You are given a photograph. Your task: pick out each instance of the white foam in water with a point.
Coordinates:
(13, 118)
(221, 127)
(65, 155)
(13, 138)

==========

→ Task description
Write out every line of the records above as a numbered list, omitting any blank lines.

→ Solution below
1. You are given a photograph. Your task: pick out each instance of the white foam in water with a point.
2. Coordinates:
3. (13, 118)
4. (221, 127)
5. (65, 155)
6. (13, 138)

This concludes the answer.